Data extract:
* * * * * * *

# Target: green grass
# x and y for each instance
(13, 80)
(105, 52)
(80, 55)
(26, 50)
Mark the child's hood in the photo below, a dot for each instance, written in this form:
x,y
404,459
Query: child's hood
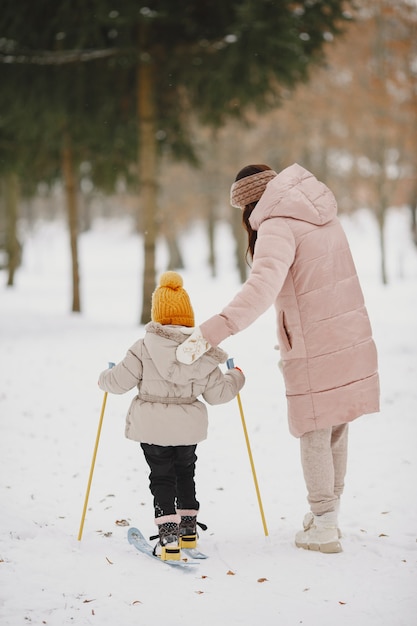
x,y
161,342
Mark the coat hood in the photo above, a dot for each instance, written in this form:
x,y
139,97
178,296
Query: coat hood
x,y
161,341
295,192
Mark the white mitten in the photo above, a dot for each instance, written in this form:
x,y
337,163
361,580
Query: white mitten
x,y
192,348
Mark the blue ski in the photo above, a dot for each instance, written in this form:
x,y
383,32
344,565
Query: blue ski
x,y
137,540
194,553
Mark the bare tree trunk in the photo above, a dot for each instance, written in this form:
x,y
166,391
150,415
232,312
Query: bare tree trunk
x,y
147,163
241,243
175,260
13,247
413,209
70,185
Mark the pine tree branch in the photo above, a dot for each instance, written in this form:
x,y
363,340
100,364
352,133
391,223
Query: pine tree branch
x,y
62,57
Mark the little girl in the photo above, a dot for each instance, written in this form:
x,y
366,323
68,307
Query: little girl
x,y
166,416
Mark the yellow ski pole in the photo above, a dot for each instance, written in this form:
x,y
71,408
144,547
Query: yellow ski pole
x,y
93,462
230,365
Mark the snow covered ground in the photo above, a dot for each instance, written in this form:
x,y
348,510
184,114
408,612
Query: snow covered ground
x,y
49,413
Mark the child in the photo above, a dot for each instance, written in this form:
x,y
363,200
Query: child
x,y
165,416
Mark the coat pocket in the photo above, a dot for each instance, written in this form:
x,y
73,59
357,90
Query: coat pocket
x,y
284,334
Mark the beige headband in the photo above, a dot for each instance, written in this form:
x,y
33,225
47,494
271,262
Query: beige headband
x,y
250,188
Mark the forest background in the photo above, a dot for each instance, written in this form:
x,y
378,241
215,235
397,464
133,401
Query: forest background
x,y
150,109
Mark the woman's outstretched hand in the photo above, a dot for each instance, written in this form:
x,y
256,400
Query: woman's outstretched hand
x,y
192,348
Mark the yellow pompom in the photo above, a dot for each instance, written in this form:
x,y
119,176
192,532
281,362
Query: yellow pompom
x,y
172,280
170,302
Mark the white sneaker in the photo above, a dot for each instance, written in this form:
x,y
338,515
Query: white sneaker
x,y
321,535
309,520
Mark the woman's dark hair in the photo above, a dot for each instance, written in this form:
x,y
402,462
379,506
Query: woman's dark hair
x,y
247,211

* * * * * * *

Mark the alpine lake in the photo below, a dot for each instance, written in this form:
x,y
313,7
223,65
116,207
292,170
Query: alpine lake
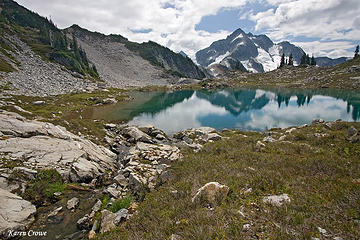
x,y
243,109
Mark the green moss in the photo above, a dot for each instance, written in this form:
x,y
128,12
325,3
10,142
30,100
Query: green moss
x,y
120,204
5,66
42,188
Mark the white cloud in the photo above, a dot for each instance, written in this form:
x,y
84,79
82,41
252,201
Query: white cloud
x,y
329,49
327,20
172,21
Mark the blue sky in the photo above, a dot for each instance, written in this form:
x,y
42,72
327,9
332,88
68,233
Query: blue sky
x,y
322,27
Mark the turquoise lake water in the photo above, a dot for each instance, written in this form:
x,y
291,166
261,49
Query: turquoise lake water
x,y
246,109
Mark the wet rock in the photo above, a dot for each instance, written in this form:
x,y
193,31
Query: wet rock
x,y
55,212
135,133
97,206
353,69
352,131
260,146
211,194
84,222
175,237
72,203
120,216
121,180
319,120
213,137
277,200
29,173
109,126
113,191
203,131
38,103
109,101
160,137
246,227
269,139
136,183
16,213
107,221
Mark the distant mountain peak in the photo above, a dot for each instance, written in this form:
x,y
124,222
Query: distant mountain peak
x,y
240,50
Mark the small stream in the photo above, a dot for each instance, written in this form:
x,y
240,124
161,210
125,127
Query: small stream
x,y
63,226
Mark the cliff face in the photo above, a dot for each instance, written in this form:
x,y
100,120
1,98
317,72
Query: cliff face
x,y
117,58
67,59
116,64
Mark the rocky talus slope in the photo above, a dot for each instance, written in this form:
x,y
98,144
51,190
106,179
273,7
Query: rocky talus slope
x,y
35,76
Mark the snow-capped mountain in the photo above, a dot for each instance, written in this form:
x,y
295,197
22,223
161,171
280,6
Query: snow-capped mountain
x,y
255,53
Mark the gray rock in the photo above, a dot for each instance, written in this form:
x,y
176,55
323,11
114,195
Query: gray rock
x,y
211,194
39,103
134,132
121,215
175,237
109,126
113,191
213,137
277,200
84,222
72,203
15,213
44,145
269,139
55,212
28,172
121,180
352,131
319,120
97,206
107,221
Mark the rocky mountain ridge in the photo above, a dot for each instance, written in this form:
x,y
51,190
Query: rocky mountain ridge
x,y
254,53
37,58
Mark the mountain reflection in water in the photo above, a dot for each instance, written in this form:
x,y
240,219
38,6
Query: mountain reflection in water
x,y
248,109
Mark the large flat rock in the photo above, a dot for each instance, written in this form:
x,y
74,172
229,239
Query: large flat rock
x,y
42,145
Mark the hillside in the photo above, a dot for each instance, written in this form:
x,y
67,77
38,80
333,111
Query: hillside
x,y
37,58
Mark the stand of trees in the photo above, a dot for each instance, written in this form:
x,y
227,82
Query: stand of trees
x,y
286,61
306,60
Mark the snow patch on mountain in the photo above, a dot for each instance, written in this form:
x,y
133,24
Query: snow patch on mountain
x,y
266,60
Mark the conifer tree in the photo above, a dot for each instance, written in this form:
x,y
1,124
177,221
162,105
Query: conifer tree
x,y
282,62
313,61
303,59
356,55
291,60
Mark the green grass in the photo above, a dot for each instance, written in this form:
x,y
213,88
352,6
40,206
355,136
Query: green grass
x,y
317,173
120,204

* * * * * * *

Instructions for the task:
Copy out every line of the records that the string "below" appears in.

Finished task:
Mark the child's hood in the photo below, a dot for each instance, written in this form:
Mark the alpine lake in the photo below, a dot for each instance, written in this form:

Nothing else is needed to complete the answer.